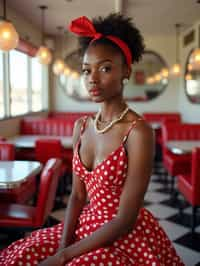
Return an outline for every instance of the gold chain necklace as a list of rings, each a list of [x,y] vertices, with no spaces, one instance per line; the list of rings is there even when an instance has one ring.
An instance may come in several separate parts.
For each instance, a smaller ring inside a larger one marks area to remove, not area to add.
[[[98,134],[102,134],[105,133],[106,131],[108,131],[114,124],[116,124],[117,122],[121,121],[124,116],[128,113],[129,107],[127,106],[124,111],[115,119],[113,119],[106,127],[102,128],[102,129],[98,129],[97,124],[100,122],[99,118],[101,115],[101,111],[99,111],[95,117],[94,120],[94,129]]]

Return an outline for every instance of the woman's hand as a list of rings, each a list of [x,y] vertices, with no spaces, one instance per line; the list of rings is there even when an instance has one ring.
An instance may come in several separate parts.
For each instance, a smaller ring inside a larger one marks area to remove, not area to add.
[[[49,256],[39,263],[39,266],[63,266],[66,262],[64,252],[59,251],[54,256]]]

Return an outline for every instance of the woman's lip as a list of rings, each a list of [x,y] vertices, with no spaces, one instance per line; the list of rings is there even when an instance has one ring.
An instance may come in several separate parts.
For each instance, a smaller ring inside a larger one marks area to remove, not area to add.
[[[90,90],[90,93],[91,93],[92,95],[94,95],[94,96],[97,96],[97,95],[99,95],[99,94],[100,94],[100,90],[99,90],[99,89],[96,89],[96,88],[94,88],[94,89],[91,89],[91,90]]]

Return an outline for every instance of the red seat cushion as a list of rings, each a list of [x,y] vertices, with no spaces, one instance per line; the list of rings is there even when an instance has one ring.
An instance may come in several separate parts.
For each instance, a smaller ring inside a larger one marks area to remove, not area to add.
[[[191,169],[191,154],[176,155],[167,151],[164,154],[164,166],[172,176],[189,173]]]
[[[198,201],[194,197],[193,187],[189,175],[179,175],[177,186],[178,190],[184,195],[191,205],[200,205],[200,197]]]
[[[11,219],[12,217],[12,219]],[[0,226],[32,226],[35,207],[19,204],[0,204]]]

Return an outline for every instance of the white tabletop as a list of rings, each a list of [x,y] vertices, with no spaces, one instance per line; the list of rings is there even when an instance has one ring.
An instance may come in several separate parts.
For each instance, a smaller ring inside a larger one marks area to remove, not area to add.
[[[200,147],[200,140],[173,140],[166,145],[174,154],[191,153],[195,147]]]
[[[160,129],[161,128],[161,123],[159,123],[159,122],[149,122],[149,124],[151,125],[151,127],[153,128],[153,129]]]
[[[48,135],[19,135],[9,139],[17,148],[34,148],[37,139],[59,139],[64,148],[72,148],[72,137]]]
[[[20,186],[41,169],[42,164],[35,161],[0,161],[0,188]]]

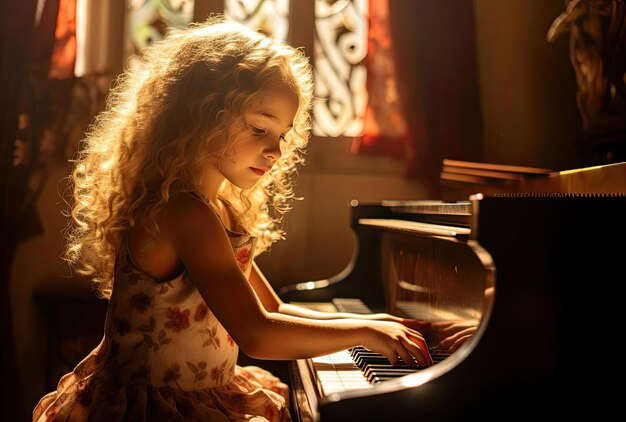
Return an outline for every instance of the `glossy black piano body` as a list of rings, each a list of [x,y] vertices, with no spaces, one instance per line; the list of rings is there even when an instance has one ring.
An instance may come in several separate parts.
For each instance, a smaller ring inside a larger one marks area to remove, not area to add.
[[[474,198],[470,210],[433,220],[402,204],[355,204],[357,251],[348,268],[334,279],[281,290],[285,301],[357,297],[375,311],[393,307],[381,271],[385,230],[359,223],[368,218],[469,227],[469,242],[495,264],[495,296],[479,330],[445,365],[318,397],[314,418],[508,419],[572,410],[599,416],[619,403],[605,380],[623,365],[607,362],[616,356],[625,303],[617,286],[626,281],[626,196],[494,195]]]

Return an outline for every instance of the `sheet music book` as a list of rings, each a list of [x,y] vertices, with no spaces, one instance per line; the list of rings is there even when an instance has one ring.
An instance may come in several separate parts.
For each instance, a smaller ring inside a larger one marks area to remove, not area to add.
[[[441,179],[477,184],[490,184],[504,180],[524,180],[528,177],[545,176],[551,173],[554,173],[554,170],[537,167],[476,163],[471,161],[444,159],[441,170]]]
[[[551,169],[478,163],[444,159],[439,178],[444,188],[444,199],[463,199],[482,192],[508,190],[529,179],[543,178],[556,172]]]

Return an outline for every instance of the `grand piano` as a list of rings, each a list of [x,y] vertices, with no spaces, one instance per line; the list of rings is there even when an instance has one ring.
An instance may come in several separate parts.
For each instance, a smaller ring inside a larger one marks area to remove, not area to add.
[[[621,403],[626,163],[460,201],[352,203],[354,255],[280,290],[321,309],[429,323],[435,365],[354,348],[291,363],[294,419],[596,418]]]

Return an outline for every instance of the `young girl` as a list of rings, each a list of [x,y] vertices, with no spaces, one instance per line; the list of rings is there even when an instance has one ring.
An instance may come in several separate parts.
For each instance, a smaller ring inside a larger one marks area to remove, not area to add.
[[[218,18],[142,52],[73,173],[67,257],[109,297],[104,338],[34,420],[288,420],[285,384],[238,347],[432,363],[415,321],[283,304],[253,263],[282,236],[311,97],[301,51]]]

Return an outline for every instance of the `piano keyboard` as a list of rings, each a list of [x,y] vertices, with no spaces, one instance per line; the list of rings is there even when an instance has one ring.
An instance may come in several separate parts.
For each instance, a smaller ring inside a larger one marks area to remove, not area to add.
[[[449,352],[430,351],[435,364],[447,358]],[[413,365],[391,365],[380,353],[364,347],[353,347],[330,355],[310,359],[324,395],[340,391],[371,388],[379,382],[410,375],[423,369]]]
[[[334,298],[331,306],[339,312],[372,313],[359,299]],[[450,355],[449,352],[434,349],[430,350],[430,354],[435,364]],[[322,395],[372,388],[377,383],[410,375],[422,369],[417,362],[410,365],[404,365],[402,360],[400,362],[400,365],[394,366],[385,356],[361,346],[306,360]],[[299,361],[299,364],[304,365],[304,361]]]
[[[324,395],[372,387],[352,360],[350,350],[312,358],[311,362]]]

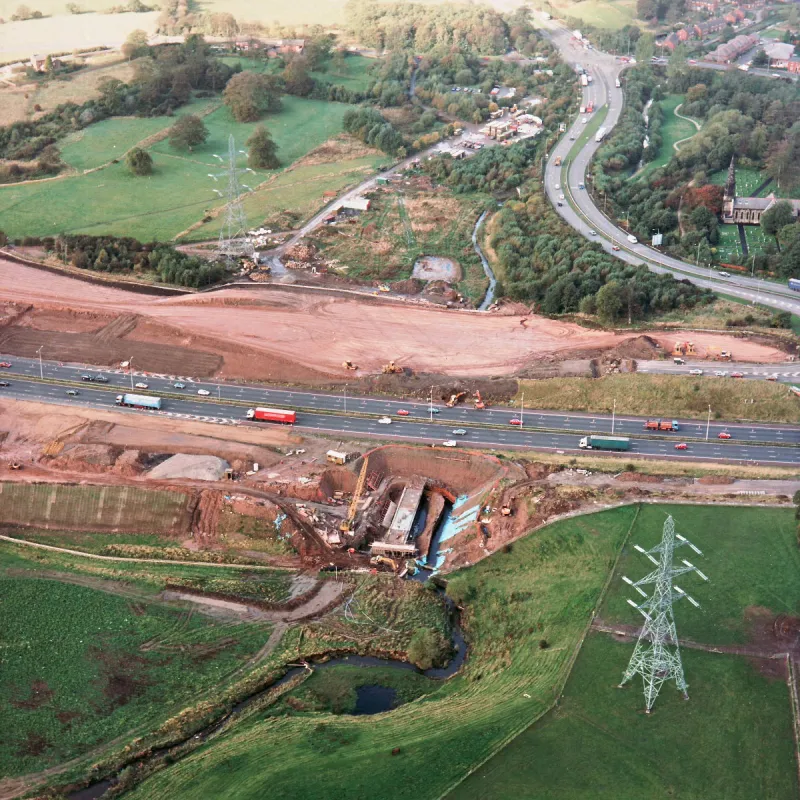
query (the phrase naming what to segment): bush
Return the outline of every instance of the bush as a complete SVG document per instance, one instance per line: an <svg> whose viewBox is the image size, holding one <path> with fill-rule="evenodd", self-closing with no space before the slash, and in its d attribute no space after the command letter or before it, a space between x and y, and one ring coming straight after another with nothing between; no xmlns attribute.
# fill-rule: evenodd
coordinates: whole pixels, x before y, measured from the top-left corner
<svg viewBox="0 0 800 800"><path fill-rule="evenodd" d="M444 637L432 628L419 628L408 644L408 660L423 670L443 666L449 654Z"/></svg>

•••

The lines to copy are those above that contain the string "bush".

Reply to the task:
query (the phrase naming what to segment): bush
Return the outline of every instance of the bush as a complete SVG document per instance, one instance per line: an <svg> whose viewBox is the image size, holding one <path> with fill-rule="evenodd", self-closing with no space before the slash, and in its d attribute no space after the command letter or before it, a space between x and y, and one ring coming straight after another with nothing between; no xmlns attribute.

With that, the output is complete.